RECORDS SHOWN:
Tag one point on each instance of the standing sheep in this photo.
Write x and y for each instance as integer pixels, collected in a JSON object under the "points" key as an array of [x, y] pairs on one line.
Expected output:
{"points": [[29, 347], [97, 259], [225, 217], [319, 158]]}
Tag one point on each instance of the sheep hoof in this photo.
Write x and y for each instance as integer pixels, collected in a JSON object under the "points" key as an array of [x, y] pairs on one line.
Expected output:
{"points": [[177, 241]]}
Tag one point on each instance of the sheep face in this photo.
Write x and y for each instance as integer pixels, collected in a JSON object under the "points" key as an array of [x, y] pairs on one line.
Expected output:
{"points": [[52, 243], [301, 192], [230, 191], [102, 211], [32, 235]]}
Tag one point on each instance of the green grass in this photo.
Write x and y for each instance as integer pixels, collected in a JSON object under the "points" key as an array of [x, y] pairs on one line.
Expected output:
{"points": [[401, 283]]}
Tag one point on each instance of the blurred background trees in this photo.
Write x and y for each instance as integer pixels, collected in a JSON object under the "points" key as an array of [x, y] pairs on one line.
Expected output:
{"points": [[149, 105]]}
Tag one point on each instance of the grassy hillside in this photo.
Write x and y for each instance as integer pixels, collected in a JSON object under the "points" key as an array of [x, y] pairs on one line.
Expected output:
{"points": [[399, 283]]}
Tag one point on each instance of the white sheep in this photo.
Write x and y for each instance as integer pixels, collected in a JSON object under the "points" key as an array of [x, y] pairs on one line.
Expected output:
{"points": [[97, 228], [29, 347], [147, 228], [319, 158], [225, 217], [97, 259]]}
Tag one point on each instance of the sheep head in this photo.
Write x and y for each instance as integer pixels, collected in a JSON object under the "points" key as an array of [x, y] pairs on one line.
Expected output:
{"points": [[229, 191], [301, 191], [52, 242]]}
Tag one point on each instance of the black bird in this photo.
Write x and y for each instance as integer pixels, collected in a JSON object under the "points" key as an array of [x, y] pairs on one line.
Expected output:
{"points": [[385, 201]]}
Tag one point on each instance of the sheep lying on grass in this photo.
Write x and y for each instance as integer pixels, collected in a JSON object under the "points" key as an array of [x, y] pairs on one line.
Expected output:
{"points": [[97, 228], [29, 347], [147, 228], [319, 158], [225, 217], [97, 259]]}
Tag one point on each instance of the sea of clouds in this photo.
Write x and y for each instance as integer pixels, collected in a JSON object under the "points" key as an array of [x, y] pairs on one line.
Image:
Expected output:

YOUR OBJECTIVE: Everything in the listing should be set down again exactly.

EXERCISE ANSWER:
Tag one point on each instance of the standing sheep in this photo.
Write x and y for each instance as integer pixels, collected in a JSON object under the "points" key as an array of [x, y] pairs on one line.
Expected output:
{"points": [[29, 347], [97, 259], [225, 217], [319, 158]]}
Tag one point on each instance of the sheep hoof in this photo.
Write x and y for each instance as integer pixels, collected in a JSON object under the "points" key as an array of [x, y] pairs on one line.
Expected output:
{"points": [[177, 241]]}
Tag one point on each instance of the sheep face in this photo.
Write x and y for each instance as integer pixels, collected in a JSON object under the "points" key as an array of [x, y] pairs on one line.
Expected output:
{"points": [[52, 243], [301, 192], [230, 191], [102, 211], [32, 235]]}
Tag one point on each instance of the green grass in this photo.
Write x and y for each instance as integer pixels, collected in a JSON object under the "points" key as an array of [x, y] pairs on one line.
Expected output:
{"points": [[401, 283]]}
Tag one point on each instance of the blurred background trees in this photo.
Write x and y for each instance as integer pixels, collected in a JSON object under the "points" key as an array of [x, y] pairs on one line.
Expected output:
{"points": [[149, 105]]}
Tag one point on each instance of the grassy hillside in this photo.
Write x and y for each instance as integer pixels, collected in a JSON object under the "points" key as an array of [x, y] pairs on one line.
Expected output:
{"points": [[399, 283]]}
Tag one point on each instance of the white sheep in this photo.
Write x and y for each instance as integer pixels, collected in a JSON object under the "points" key as an array of [x, y] pairs on one line.
Expected output:
{"points": [[97, 228], [29, 347], [147, 228], [319, 158], [225, 217], [97, 259]]}
Tag one point on each instance of the sheep head in this photo.
Write x and y for each instance as integer pixels, collected in a JSON object under the "points" key as an array of [x, y] pairs on one line.
Expected output:
{"points": [[229, 191], [301, 191], [52, 242]]}
Tag one point on each instance of the black bird in this photo.
Write x and y for each instance as integer pixels, collected in a JSON object under the "points" key as an array of [x, y] pairs on one line.
Expected output:
{"points": [[385, 201]]}
Tag one point on each instance of the sheep lying on grass in this photo.
Write x and y for each instance as integer pixels, collected in a JSON object under the "points" key as an array of [x, y] pairs on one line.
Expected output:
{"points": [[97, 228], [29, 347], [147, 228], [319, 158], [225, 217], [97, 259]]}
Tag one point on each instance of the sea of clouds in this photo.
Write x and y for each instance as integer pixels, collected in a JSON object under the "points" key as an array of [x, y] pairs on one line.
Image:
Expected output:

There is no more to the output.